**WHAT IS REQUIRED:** Reproduce every item below, substituting "Every occurrence of the" for each occurrence of "Each instance of the" and leaving all other text unchanged.
▽
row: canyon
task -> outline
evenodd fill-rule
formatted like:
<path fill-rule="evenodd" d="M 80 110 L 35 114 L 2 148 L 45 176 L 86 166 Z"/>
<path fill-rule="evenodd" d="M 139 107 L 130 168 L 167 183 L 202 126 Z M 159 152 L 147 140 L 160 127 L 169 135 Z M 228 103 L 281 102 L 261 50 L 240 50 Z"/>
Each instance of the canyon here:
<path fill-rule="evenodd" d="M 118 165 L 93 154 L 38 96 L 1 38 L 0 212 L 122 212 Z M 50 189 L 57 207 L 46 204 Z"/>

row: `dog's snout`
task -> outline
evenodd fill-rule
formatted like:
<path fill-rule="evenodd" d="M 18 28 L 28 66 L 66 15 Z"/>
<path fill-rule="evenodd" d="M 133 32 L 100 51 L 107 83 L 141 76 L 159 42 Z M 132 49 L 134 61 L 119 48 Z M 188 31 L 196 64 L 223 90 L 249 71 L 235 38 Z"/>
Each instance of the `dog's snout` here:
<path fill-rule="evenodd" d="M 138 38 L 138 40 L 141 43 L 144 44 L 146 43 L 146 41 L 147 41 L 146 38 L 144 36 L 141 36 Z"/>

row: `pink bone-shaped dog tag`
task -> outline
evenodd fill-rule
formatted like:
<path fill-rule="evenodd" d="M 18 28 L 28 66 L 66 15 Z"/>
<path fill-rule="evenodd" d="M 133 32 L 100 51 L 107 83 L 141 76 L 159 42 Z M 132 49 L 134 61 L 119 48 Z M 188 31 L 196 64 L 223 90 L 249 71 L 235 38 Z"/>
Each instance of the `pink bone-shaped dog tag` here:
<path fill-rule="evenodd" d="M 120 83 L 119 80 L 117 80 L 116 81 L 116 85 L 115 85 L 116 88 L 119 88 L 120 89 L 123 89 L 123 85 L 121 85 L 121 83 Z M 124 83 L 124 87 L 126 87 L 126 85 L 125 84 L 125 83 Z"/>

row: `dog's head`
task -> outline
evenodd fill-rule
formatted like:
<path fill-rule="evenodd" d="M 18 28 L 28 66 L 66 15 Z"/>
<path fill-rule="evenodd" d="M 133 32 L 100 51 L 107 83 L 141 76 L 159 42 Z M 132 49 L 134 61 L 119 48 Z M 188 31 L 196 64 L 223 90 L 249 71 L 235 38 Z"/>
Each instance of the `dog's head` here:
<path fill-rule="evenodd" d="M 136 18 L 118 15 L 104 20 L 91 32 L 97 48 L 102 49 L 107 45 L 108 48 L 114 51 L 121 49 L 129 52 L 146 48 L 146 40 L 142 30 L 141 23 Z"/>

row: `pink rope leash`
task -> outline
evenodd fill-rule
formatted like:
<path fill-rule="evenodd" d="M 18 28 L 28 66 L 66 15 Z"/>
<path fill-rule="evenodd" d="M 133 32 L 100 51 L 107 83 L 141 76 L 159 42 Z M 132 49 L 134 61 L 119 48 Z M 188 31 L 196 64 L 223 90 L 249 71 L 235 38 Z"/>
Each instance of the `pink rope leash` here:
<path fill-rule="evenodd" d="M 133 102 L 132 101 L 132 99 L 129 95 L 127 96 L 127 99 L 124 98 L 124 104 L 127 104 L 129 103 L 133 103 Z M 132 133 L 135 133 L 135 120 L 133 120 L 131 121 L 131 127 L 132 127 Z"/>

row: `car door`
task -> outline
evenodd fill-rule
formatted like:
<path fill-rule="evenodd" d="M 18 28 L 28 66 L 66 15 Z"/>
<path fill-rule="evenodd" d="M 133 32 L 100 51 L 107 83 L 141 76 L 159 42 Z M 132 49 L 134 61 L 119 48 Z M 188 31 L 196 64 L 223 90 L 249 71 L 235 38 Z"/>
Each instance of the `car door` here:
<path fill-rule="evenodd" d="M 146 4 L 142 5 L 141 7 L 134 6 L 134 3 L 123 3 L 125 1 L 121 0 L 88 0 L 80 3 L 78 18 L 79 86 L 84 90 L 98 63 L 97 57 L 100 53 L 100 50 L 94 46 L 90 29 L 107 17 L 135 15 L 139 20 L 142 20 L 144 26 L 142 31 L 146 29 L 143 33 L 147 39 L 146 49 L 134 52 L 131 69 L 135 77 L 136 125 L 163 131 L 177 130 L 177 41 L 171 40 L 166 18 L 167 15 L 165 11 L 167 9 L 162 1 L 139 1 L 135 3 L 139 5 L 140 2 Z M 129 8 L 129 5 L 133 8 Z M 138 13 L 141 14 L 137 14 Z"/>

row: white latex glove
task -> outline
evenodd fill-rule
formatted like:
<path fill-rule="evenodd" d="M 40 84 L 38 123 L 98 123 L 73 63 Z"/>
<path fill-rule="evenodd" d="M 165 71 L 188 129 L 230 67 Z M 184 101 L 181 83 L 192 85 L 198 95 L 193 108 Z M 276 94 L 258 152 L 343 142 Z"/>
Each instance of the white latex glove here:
△
**RESPONSE FOR THIS EXERCISE:**
row: canyon
task -> outline
evenodd fill-rule
formatted like:
<path fill-rule="evenodd" d="M 80 110 L 35 114 L 2 148 L 45 176 L 86 166 Z"/>
<path fill-rule="evenodd" d="M 139 107 L 130 168 L 167 183 L 202 126 Z M 159 152 L 147 140 L 160 127 L 169 135 Z M 228 103 L 281 102 L 261 50 L 240 50 Z"/>
Every occurrence of the canyon here:
<path fill-rule="evenodd" d="M 118 165 L 93 154 L 38 96 L 1 38 L 0 212 L 122 212 Z M 50 189 L 57 207 L 46 204 Z"/>

row: `dog's snout`
task -> outline
evenodd fill-rule
formatted like:
<path fill-rule="evenodd" d="M 18 28 L 28 66 L 66 15 Z"/>
<path fill-rule="evenodd" d="M 133 32 L 100 51 L 107 83 L 141 76 L 159 42 Z M 132 49 L 134 61 L 119 48 Z M 188 31 L 196 64 L 223 90 L 249 71 L 235 38 Z"/>
Every occurrence of the `dog's snout` here:
<path fill-rule="evenodd" d="M 138 38 L 138 40 L 141 43 L 144 44 L 146 43 L 146 41 L 147 41 L 146 38 L 144 36 L 141 36 Z"/>

row: `pink bone-shaped dog tag`
task -> outline
evenodd fill-rule
formatted like:
<path fill-rule="evenodd" d="M 18 28 L 28 66 L 66 15 Z"/>
<path fill-rule="evenodd" d="M 133 32 L 100 51 L 107 83 L 141 76 L 159 42 Z M 132 49 L 134 61 L 119 48 Z M 188 31 L 196 64 L 223 90 L 249 71 L 235 38 Z"/>
Every occurrence of the `pink bone-shaped dog tag` here:
<path fill-rule="evenodd" d="M 120 83 L 119 80 L 117 80 L 116 81 L 116 85 L 115 85 L 116 88 L 119 88 L 120 89 L 123 89 L 123 85 L 121 85 L 121 83 Z M 124 83 L 124 87 L 126 87 L 126 85 L 125 84 L 125 83 Z"/>

row: `dog's head`
task -> outline
evenodd fill-rule
formatted like:
<path fill-rule="evenodd" d="M 18 28 L 28 66 L 66 15 Z"/>
<path fill-rule="evenodd" d="M 133 32 L 100 51 L 107 83 L 141 76 L 159 42 Z M 132 49 L 134 61 L 119 48 Z M 188 31 L 196 64 L 223 90 L 249 71 L 235 38 Z"/>
Every occurrence of the `dog's head` here:
<path fill-rule="evenodd" d="M 136 18 L 118 15 L 104 20 L 91 32 L 97 48 L 102 49 L 107 45 L 108 48 L 114 51 L 121 49 L 129 52 L 146 48 L 146 40 L 142 30 L 141 23 Z"/>

row: `pink rope leash`
task -> outline
evenodd fill-rule
formatted like:
<path fill-rule="evenodd" d="M 18 28 L 28 66 L 66 15 Z"/>
<path fill-rule="evenodd" d="M 133 32 L 100 51 L 107 83 L 141 76 L 159 42 Z M 132 49 L 134 61 L 119 48 Z M 188 31 L 196 64 L 223 90 L 249 71 L 235 38 Z"/>
Every occurrence of the `pink rope leash` here:
<path fill-rule="evenodd" d="M 133 102 L 132 101 L 132 99 L 129 95 L 127 96 L 127 99 L 124 98 L 124 104 L 127 104 L 129 103 L 133 103 Z M 132 133 L 135 133 L 135 120 L 133 120 L 131 121 L 131 127 L 132 127 Z"/>

row: `car door`
task -> outline
evenodd fill-rule
formatted like:
<path fill-rule="evenodd" d="M 18 28 L 28 66 L 66 15 Z"/>
<path fill-rule="evenodd" d="M 133 32 L 100 51 L 107 83 L 141 76 L 159 42 Z M 132 49 L 134 61 L 119 48 Z M 188 31 L 196 64 L 223 90 L 249 71 L 235 38 Z"/>
Every occurrence of the `car door` here:
<path fill-rule="evenodd" d="M 146 4 L 142 5 L 141 7 L 134 6 L 134 3 L 123 3 L 125 1 L 121 0 L 88 0 L 80 3 L 78 18 L 79 86 L 84 90 L 98 63 L 97 57 L 100 53 L 100 50 L 94 46 L 90 29 L 107 17 L 135 15 L 139 20 L 142 20 L 144 26 L 142 31 L 146 29 L 143 33 L 147 39 L 146 49 L 134 52 L 131 69 L 135 77 L 136 125 L 163 131 L 177 130 L 177 41 L 171 40 L 166 18 L 167 15 L 165 11 L 167 9 L 162 1 L 139 1 L 135 3 L 139 5 L 140 2 Z M 129 8 L 129 5 L 133 8 Z M 138 13 L 141 14 L 137 14 Z"/>

row: white latex glove
task -> outline
evenodd fill-rule
formatted like:
<path fill-rule="evenodd" d="M 40 84 L 38 123 L 98 123 L 73 63 Z"/>
<path fill-rule="evenodd" d="M 165 71 L 188 129 L 230 67 Z M 184 101 L 181 83 L 192 85 L 198 95 L 193 108 Z M 276 94 L 258 152 L 343 142 Z"/>
Every occurrence of the white latex glove here:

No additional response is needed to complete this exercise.